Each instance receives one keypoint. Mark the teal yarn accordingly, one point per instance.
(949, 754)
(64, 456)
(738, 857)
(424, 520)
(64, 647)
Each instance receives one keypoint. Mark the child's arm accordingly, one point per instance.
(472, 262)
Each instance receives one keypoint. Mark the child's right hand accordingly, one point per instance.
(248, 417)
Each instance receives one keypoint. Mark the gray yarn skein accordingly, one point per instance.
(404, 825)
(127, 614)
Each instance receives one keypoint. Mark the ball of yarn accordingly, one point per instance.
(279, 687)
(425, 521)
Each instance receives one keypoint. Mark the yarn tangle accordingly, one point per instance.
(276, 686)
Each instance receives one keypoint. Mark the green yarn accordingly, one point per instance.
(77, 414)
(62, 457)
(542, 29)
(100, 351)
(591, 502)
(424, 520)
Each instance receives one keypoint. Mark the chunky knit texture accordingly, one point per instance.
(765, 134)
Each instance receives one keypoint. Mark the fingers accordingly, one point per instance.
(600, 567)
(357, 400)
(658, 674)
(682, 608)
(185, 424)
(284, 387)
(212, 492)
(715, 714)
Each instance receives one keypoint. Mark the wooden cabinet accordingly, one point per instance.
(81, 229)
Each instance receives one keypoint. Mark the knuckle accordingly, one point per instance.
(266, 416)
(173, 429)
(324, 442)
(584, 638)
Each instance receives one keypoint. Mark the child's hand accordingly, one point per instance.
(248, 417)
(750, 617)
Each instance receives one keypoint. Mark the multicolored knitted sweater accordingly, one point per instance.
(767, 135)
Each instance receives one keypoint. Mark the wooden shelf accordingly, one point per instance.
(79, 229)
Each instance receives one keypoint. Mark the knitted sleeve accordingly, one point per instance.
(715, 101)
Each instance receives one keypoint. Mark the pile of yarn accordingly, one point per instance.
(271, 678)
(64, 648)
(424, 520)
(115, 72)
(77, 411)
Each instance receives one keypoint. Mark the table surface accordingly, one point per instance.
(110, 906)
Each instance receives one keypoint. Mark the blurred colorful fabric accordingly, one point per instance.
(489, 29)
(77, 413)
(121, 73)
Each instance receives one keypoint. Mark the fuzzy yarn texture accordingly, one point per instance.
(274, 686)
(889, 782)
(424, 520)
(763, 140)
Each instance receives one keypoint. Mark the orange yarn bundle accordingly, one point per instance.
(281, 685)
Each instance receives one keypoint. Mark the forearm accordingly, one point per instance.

- - - - -

**Short exercise:** Return the listing above in full, character for character.

**Exercise output:**
Each instance receives one keypoint. Mark the teal yarn accordingly, one point per instance.
(949, 754)
(64, 456)
(738, 857)
(424, 520)
(64, 647)
Each instance receives one keypoint. Mark the child's arm accordingly, one point per instance.
(472, 262)
Each instance receives one keypoint. Mark the child's right hand accordingly, one point per instance.
(248, 417)
Each instance receives one keypoint. Mark the gray yarn skein accordingly, one point per instance.
(404, 825)
(127, 614)
Each instance receives one keypoint. Mark the ball of yarn accordingly, one point per instance.
(279, 687)
(425, 521)
Each instance receives one keypoint. Mark the yarn tangle accordingly, one point per instance.
(276, 686)
Each instance receives one keypoint. Mark the green yarn accordingly, one point per instance.
(77, 414)
(62, 457)
(542, 29)
(100, 351)
(591, 502)
(424, 520)
Each instance receives one keypoint. Mark the chunky knit texture accordingly, one point per instance.
(765, 134)
Each instance receives one keypoint. Mark the fingers accordingly, one point per instance.
(600, 567)
(357, 400)
(658, 674)
(682, 608)
(185, 424)
(284, 387)
(212, 492)
(715, 714)
Each instance receives one keypoint. Mark the wooden cabinet accordingly, one point per instance.
(81, 229)
Each instance receives one keypoint. Mark the knuckle accordingly, one point per instance.
(266, 416)
(173, 429)
(324, 442)
(584, 638)
Each instance receives one keypoint. Mark the child's hand accordingly, one point per instance.
(248, 417)
(750, 617)
Each instance receives one keypoint. Mark the multicolored knitted sweater accordingly, one point per instance.
(767, 135)
Each instance receives one keypoint. Mark the wooden shelf accordingly, one point per instance.
(79, 229)
Each instance receives one keypoint. Mark the knitted sleeve accordingly, one point per instance.
(715, 101)
Each instance receives one keypoint. Mark the pile of yarn accordingly, one point per instance.
(271, 678)
(64, 648)
(424, 520)
(115, 72)
(77, 411)
Each instance receives one keypoint. Mark the table surface accordingly, one point per instance.
(110, 906)
Each instance receives one keypoint. Mark the blurred colorful fabric accordingly, one point per instance.
(489, 29)
(77, 413)
(121, 73)
Each instance receives one keypoint. Mark the fuzzy yarn texture accordingly, one point per instance.
(274, 686)
(889, 782)
(424, 520)
(763, 140)
Each instance receives one keypoint. Mark the orange yarn bundle accordingly, one point per instance.
(281, 685)
Each instance receives one keypoint. Mark the forearm accordingly, one point per instance.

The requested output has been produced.